▶ [Given passage]
--- Start ---

Then I took the time to look more into it. Once again, don’t judge a book by its cover, and don’t believe all rumors.

I have done some reading on the official D&D site, watched some interviews and presentations, and picked up the Races & Classes D&D 4 preview book. After checking these resources I can say that even if D&D 4 ends up crappy, at least it was done with the best of possible intentions.

What I love about D&D 4 is that for the first time the development team is looking at the game and saying “Why do we do something the way we do?” If the answer is “Because we always have,” that no longer cuts it. Instead the dev team has the goal of trying to make every round of combat have interesting choices to be made for every character class in the game at every level of the game. They want every level up to feel special, and for level to be more important to your advancement than magical gear. Finally they want to streamline and make more sense of the D&D 3rd combat system. This is good because while d20 3rd is fun and effective, it still has some glaring kinks in it (see Grappling or Turning Undead for excellent examples).

Even if in the end they fail, I feel that Wizards of the Coast deserves credit for attempting this with D&D, a system that has such strong tenants to tradition that they will criticize you if you come up with a type of dark elf that isn’t exactly like the ones from Forgotten Realms.
Personally I like the sound of what they’ve done, especially from a Dungeon Master standpoint. DMing D&D 3rd is tons of fun until about level 10 or 11. Then it starts to get hairy. I personally am not a DM who takes joy in hunting my players down into the dark corner of a forsaken dungeon and watching them cower as I annihilate their characters, forcing them to re-roll. I am a storyteller who enjoys portraying living worlds for my players to save or destroy (or both as the case may be), where the game is more about Role Playing than just combat.

This style of DMing works well from 1-10 where a higher level monster just means it does more damage or has more hit points, or maybe abilities where failing a save might come with some small, rather arbitrary and very temporary issue. Not true after level 10. Suddenly the monster manual fills with horrible beasts that will unleash 5 attacks each at +15 to hit or higher if given a full round action, or that each melee hit caused comes with a draining attack that causes level damage and gives it more hit points, or worse of all, casts spells or uses abilities where if the player fails a save, they DIE. I have to selectively filter out these creatures so that a bad roll of 1 d20 doesn’t undo months’ worth of Sundays’ work. These monster entries get more and more complicated, making the task of preparing a session more and more difficult, especially when one Challenge Rating 14 monster is not equal to another.

In D&D 4 they are changing that, removing negative levels and save-or-die effects and replacing them with much more forgiving effects. With such things in place, I’ll certainly be more willing to pit my players against such iconic D&D foes as Beholders and other things I usually stray away from.
Streamlined combat benefits everyone. It’s sad how long one round of combat takes sometimes, especially during higher levels where the complication is caused by players figuring out how to make the most of their action while we’re up against a foe they really can’t hurt thanks to spell immunity or immunity to critical hits, or a high armor class or whatever. It’s made even worse when you’re trying to remember how this combat maneuver or that will work, or how to handle a situation where players need to hit someone in a specific spot, like shoving a stake in a vampire’s heart.

--- End ---

▶ [Goal]
Resume the post about D&D 4 right after its last sentence, keeping the same first-person voice.

▶ [Material]
--- Start ---

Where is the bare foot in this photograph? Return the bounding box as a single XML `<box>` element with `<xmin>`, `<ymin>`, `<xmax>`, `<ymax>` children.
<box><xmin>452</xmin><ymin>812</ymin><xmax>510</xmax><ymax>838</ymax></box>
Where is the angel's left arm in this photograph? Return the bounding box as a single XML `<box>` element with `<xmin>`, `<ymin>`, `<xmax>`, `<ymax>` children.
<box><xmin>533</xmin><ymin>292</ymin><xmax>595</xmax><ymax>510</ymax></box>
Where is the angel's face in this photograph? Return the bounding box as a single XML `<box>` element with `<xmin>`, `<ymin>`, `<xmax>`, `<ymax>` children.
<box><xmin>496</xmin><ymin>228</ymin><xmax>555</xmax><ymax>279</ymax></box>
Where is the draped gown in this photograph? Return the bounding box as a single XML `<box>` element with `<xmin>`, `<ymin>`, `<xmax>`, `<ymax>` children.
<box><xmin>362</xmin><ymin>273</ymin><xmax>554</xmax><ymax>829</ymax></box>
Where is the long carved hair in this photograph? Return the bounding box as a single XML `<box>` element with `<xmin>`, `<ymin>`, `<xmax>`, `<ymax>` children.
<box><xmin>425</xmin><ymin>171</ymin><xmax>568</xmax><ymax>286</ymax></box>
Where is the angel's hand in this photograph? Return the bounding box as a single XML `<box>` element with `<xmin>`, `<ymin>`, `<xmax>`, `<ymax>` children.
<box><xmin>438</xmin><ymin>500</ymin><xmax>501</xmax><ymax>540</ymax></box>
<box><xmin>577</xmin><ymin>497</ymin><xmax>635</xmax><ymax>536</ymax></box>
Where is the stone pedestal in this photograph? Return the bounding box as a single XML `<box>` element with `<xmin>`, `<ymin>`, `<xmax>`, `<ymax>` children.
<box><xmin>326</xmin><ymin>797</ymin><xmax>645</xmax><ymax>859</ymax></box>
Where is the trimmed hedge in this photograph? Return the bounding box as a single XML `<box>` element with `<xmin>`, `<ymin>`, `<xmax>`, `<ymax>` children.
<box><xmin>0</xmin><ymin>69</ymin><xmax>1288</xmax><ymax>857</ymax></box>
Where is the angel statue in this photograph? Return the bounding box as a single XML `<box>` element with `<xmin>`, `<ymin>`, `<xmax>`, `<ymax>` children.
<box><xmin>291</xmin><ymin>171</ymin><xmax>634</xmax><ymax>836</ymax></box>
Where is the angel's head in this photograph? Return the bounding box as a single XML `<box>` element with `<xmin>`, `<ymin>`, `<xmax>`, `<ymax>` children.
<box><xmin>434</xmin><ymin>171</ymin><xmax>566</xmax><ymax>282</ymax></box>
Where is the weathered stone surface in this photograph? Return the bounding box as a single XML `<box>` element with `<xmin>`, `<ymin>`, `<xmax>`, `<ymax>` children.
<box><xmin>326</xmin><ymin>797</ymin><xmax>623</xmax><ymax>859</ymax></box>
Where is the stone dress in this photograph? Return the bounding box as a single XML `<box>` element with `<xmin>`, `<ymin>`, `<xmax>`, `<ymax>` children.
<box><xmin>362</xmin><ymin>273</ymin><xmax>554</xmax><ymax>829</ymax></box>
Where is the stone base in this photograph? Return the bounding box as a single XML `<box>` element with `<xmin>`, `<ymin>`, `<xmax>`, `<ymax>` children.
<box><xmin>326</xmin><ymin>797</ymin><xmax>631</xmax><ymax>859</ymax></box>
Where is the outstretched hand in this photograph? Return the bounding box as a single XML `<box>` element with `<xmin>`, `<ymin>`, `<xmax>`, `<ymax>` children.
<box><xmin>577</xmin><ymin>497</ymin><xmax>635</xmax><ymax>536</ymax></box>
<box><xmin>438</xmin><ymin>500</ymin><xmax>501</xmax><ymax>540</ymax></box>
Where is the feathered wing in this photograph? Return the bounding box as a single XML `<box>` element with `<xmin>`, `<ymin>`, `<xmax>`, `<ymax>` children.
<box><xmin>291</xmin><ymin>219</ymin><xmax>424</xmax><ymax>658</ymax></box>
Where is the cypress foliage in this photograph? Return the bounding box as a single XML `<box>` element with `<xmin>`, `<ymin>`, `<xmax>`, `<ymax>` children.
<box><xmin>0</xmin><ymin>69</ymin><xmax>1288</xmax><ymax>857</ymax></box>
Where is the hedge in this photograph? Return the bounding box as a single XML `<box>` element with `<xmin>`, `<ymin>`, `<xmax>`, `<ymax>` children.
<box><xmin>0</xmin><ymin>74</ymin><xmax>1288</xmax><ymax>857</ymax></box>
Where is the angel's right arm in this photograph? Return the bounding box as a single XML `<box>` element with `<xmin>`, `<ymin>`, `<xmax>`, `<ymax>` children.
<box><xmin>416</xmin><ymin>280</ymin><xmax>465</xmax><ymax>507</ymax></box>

--- End ---

▶ [Final result]
I like the idea of the “everybody gets powers” system, if for no other reason it means that spell casters will get stuff they can do in case their spells run out. The added flavor of giving neat martial flourishes to fighting characters will be fun too, or so I think.

From a player race stand point, I like the way races are handled now. Breaking Elves down from all the variants in previous D&D add-ons to just Elves and Eladrins, and giving the Eladrins an even stronger tie to magic and the Elves a stronger tie to nature works well. It has a hint of WoW in it with the differentiation between Night Elves and Blood Elves, but unlike in that setting, D&D’s Elves aren’t large and purple and the Eladrins are not demonically corrupted. I think there might be potential in this Feywild realm the Eladrins live in as well.

I’m digging on the Dragonborn and Tieflings as well. At first I dismissed the Tieflings (said “Tea-fling-s” it seems), seeing their move to player character an attempt to mimic WoW’s Draenei. It turns out that while both might feature horns and tails, there is a ton of difference in the history and personality of the both. WoW’s Edrear based Demons and Draenei were once the same people this means that the they only look like demons due to a similar heritage. As a result Draenei themselves are actually light-loving good guys with their only real vice being their strong thirst for justice leading to quests for revenge (making them an excellent match to WoW’s Alliance). The Tieflings on the other hands are the descendants of a human empire who made an actual pact with demons and were quite evil people. That empire has now crumbled as so today’s Tieflings are by in large unaware of any pact and are not behaviorally bound to it. They still carry the powers of demons however, and have a sort of dark-side bent to them.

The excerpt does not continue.